## Passage given
--- start ---
History | Smith sonian mag

The Screenwriting Mystic Who Wanted to Be the American Führer

When Adolf Hitler became chancellor of Germany in January 1933, an American named William Dudley Pelley believed the Führer’s rise was the fulfillment of a prophecy revealed to him by the spirit world in 1929. It was a sign, he thought, ushering in his own ascent to power, and he announced the creation of the Silver Legion, a Christian militia dedicated to the spiritual and political renewal of the United States. Jesus, Pelley reported, even dropped a line to say he approved of the plan.

That was the beginning of the group that a Congressional committee would later characterize as “probably the largest, best financed and best publicized” Nazi-copycats in the United States (Nazi Germany chose to keep Pelley and his spirits at arm’s length). A former novelist and Hollywood screenwriter who had begun publishing mystical and spiritual writings in the 1920s, Pelley dubbed himself "The Chief" of the group that became known as the Silver Shirts, due to the shimmery gray-and-blue uniforms with giant red “L”s embroidered over the heart that Pelley, a student of Hollywood pizzaz, designed himself.
--- end ---
## Goal 1
Render this sentence from the passage on William Dudley Pelley in Spanish: "Jesus, Pelley reported, even dropped a line to say he approved of the plan."
## Goal 2
According to the passage on William Dudley Pelley, in what year did the spirit world reveal the prophecy to him?
## Goal 3
Switch "Silver Legion" to "Silver Brigade" and write out the passage on William Dudley Pelley from "History | Smith" up to and including "of the plan.".
This material was drawn from a separate source.

Location identification items:
--- start ---
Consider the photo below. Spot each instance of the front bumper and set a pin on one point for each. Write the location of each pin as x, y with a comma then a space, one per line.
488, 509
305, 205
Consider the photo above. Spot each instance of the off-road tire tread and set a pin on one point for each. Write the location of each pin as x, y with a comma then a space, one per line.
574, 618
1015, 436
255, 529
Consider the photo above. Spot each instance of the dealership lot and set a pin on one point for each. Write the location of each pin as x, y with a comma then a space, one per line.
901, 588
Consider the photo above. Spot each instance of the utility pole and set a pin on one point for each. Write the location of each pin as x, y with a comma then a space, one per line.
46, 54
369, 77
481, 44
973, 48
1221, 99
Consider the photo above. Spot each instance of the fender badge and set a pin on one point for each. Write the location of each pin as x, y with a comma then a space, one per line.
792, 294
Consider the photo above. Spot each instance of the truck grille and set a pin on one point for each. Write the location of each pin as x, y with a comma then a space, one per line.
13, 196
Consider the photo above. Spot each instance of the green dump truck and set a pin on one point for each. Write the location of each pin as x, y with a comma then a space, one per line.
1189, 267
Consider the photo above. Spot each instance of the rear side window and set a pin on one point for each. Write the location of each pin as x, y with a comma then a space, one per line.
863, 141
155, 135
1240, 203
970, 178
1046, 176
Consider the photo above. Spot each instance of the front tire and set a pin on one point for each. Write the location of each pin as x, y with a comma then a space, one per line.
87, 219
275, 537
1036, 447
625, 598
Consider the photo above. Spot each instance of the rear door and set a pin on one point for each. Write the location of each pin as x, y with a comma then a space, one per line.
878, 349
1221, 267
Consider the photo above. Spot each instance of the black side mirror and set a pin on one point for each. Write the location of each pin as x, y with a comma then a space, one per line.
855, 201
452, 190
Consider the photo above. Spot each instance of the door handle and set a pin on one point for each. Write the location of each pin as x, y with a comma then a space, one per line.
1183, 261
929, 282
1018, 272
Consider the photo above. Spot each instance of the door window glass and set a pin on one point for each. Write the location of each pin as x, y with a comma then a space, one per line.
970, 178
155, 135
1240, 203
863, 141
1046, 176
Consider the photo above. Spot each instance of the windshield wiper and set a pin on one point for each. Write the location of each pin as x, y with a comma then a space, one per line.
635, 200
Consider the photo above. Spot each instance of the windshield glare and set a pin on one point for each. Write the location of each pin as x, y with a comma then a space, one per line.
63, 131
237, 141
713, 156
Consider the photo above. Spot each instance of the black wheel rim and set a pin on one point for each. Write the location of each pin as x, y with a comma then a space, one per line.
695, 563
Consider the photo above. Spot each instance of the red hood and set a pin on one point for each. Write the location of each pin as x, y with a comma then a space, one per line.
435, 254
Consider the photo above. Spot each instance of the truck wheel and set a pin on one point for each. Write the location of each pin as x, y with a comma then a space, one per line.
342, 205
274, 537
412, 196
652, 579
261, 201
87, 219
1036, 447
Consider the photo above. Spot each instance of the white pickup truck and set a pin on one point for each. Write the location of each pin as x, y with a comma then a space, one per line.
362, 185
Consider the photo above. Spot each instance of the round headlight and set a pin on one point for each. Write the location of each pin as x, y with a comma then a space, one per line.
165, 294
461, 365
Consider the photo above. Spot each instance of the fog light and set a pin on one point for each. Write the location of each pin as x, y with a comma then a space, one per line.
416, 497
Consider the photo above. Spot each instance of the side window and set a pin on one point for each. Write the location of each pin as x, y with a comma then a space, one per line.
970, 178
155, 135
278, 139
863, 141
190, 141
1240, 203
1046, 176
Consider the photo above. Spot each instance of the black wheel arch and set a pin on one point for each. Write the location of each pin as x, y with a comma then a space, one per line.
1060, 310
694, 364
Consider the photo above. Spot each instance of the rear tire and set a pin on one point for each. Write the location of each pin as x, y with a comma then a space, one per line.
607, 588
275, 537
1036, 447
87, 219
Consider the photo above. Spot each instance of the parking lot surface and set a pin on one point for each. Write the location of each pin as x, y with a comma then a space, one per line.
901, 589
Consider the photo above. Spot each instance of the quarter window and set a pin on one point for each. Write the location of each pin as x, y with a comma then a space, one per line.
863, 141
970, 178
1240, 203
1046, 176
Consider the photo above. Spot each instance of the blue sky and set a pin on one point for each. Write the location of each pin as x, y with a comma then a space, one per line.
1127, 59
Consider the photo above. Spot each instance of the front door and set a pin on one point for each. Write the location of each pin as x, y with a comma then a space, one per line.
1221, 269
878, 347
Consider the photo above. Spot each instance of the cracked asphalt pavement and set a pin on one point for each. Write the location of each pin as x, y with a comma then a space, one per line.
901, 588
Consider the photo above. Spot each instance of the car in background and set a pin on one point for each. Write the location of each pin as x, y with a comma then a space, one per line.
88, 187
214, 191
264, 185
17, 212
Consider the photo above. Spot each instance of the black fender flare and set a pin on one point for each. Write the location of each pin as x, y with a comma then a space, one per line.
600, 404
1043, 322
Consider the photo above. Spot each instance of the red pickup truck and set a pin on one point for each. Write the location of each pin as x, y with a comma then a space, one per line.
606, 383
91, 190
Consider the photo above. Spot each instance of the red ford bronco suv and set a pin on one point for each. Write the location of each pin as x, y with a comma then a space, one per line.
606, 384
--- end ---
## Written response 1
Jesús, según informó Pelley, incluso le envió unas líneas para decir que aprobaba el plan.

## Written response 2
1929

## Written response 3
History | Smith sonian mag

The Screenwriting Mystic Who Wanted to Be the American Führer

When Adolf Hitler became chancellor of Germany in January 1933, an American named William Dudley Pelley believed the Führer’s rise was the fulfillment of a prophecy revealed to him by the spirit world in 1929. It was a sign, he thought, ushering in his own ascent to power, and he announced the creation of the Silver Brigade, a Christian militia dedicated to the spiritual and political renewal of the United States. Jesus, Pelley reported, even dropped a line to say he approved of the plan.